***** Okunacak Metin

Şu CHPlileri anlamak vallahi de, billahi de zor!.. Bir taraftan; Atatürk ismiyle geçiniyorlar, ama diğer taraftan en büyük kötülüğü de, saygısızlığı da onlar yapıyorlar
***
İşte son tangoları.. Maskeye Atatürk ismini yazdılar.. Olmadı, resmini çizdirdiler.. Olmadı, Ay yıldızlı bayrakla donattılar.. Burunlarına, ağızlarına geçirdikleri maskeyle en kralcı(!) Atatürkçü görüntüsü verdiler.. Görün bakın bizim maskemiz Atatürk ve Al Bayraklı, diyerek de laf geliştirdiler..
***
Sonra mı?!.. Takılan maskeler, zorunlu olarak belli saat geçti mi çıkarılıp atılması gerekir gereçğiyle!.. Nitekim Mecliste görüldü, kimler çıkardı o maskelerini ve kimler çıkarılan o maskeleri nereye attığı?
***
Demem o ki; bunların sevgisi iş bitene kadardır.. Sonrası; çöplük.. Ki bunlar, tarihe Atatürkü ve Bayrağı kullanıp çöpe atanlar diye not düşüleceklerdir?..
***
DEMEK Kİ çÖZÜM DEĞİL
Evet, gözaltı, cezaevi, yasak demek ki sorunu çözmüyor.. Hele ki, siyasi kulvarı kapatmak hiç de çözüm sağlayan yol değil 90lardan bugüne! DTP ile başlayıp, HEP ile gelişen, o günden bugüne ÖZDEP, DEP, HADEP, DEHAP, DTP ve son olarak HDP
***
Parti kapatma askılandıysa da, kaç vekil cezaevine girdi, kaçının dokunulmazlığı kaldırıldı?. İşte Demirtaş, İşte Yüksekdağ, denir ya say say bitmez!.. Peki, sorun çözüldü mü?.. Ya da, meselenin üstesinden gelinebildi mi?.. Değil.. Demek ki, arıza-i durum bu seyrin kendisinde!

**********

§ **Yapılacak İş**: CHP ve parti kapatmaları üzerine yazıdan "Şu CHPlileri anlamak" ifadesinden başlayıp "diye not düşüleceklerdir?.." ifadesine kadar uzanan bölümü hiçbir değişiklik yapmadan yaz.

***** Sağlanan Veriler

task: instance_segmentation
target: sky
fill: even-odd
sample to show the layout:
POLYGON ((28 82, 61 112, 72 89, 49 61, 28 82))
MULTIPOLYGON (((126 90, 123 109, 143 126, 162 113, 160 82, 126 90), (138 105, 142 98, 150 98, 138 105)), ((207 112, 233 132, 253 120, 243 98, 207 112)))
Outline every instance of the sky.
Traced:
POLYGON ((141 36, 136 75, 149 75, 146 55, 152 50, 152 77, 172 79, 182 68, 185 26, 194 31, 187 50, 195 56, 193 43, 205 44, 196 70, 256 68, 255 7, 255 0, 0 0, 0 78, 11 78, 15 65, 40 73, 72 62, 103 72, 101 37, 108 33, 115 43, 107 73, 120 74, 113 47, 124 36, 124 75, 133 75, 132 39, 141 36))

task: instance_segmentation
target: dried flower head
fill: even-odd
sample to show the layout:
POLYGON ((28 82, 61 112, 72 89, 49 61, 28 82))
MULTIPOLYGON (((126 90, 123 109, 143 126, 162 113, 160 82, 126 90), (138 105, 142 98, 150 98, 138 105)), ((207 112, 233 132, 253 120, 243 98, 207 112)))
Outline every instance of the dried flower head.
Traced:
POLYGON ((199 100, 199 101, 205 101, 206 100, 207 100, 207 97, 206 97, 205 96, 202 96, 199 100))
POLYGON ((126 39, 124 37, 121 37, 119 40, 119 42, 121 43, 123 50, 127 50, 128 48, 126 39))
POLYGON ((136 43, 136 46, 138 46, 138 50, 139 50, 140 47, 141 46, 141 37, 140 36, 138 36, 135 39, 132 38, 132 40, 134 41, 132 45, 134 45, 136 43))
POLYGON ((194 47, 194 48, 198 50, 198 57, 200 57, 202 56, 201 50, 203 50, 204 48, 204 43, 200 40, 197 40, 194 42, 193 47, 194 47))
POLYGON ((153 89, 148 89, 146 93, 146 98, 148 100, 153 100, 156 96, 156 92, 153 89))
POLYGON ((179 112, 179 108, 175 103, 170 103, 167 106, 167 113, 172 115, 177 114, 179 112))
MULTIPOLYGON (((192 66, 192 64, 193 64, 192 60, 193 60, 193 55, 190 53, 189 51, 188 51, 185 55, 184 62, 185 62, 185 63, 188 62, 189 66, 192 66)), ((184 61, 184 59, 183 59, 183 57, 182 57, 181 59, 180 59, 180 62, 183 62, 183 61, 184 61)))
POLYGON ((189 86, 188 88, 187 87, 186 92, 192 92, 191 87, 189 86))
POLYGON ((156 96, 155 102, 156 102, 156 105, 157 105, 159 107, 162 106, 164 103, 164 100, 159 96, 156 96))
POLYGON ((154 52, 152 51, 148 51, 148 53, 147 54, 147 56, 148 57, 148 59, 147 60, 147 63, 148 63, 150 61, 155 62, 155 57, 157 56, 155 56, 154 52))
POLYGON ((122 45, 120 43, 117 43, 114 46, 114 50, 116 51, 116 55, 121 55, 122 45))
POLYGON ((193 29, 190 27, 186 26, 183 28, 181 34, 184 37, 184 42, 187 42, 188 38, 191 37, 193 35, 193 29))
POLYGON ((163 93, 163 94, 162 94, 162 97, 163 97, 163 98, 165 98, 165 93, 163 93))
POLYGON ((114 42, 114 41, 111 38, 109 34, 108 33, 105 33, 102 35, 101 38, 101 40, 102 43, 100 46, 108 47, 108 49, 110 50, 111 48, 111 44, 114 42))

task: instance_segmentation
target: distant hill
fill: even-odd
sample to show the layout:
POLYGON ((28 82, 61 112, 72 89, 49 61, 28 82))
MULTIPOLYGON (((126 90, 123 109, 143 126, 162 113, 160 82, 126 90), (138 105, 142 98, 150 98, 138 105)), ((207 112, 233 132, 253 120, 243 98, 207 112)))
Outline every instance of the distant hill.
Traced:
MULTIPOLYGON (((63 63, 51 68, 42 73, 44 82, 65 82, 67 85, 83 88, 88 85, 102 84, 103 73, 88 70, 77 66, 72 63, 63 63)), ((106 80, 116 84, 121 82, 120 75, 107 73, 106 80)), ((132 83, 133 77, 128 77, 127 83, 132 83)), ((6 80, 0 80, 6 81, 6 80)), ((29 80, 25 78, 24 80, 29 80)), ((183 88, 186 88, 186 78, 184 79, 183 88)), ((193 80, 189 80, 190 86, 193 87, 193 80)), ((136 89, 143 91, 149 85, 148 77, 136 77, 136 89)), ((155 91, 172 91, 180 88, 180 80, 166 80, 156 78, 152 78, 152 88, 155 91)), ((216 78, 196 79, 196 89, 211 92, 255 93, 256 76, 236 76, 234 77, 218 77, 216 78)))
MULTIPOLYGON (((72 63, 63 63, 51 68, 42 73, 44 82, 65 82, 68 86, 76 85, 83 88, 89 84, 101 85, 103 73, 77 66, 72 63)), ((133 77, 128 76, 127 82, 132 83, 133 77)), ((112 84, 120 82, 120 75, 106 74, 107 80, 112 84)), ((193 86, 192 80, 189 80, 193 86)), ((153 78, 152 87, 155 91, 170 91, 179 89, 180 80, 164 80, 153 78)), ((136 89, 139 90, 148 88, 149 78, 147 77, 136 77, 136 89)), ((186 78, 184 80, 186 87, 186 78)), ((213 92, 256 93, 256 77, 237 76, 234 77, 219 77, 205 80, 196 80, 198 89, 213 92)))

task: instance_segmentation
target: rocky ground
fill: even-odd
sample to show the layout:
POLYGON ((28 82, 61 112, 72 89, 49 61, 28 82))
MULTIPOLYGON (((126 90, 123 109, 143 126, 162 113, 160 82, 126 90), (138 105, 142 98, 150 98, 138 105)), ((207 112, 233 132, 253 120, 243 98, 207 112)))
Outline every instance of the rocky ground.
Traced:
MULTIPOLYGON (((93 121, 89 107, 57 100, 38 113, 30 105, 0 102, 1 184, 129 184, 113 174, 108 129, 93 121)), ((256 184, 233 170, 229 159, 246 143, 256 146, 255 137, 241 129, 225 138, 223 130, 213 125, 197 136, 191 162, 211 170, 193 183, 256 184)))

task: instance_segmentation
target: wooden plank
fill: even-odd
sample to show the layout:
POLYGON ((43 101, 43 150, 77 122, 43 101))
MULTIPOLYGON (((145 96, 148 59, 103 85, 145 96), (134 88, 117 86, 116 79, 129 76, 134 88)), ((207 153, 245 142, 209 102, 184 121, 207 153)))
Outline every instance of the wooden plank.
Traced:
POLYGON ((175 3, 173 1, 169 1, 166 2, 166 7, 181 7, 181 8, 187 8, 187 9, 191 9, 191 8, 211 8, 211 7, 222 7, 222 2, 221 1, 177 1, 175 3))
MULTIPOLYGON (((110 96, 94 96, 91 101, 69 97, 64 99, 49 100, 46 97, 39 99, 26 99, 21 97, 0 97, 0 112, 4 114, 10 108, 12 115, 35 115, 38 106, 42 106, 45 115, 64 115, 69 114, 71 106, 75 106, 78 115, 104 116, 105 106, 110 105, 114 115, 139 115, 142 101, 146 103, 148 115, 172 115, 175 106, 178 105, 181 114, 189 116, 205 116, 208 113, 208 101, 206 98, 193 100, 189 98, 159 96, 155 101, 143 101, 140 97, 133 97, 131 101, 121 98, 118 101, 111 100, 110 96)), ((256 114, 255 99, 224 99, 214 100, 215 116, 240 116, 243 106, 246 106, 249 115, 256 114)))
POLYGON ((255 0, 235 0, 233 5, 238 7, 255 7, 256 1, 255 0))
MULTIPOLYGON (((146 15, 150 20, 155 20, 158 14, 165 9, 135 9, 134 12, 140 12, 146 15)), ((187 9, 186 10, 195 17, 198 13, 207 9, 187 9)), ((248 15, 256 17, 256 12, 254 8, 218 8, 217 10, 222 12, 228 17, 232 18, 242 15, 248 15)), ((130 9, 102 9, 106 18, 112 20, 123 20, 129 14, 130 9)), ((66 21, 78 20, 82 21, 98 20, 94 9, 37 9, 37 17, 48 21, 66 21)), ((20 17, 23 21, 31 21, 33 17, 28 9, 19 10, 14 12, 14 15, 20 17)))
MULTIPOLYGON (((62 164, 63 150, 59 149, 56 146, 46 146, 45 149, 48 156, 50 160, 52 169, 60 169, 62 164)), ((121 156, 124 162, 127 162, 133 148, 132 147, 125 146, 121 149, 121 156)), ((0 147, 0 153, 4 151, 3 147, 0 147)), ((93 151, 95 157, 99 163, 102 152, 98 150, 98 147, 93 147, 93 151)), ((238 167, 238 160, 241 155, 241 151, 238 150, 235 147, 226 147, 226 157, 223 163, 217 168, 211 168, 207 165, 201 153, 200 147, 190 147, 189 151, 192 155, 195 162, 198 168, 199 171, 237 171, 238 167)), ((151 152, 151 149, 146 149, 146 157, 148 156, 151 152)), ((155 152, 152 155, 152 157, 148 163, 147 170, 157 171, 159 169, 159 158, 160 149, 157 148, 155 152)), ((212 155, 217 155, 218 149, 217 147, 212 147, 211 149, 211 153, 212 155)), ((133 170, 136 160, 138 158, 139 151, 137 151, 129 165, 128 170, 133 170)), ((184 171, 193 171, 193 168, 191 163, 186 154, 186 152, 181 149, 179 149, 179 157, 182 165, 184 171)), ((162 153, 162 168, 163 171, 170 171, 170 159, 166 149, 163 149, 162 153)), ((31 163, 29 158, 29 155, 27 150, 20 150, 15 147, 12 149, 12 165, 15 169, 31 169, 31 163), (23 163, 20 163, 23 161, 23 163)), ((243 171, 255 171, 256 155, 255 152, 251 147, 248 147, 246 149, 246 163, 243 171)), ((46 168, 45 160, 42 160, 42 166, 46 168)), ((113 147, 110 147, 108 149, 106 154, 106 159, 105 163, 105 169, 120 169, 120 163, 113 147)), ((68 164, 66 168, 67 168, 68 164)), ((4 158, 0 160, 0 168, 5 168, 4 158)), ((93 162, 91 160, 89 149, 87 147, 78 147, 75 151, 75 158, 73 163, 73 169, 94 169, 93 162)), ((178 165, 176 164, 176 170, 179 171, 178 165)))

**********

§ **Çıktı Aşağıda**:
Şu CHPlileri anlamak vallahi de, billahi de zor!.. Bir taraftan; Atatürk ismiyle geçiniyorlar, ama diğer taraftan en büyük kötülüğü de, saygısızlığı da onlar yapıyorlar
***
İşte son tangoları.. Maskeye Atatürk ismini yazdılar.. Olmadı, resmini çizdirdiler.. Olmadı, Ay yıldızlı bayrakla donattılar.. Burunlarına, ağızlarına geçirdikleri maskeyle en kralcı(!) Atatürkçü görüntüsü verdiler.. Görün bakın bizim maskemiz Atatürk ve Al Bayraklı, diyerek de laf geliştirdiler..
***
Sonra mı?!.. Takılan maskeler, zorunlu olarak belli saat geçti mi çıkarılıp atılması gerekir gereçğiyle!.. Nitekim Mecliste görüldü, kimler çıkardı o maskelerini ve kimler çıkarılan o maskeleri nereye attığı?
***
Demem o ki; bunların sevgisi iş bitene kadardır.. Sonrası; çöplük.. Ki bunlar, tarihe Atatürkü ve Bayrağı kullanıp çöpe atanlar diye not düşüleceklerdir?..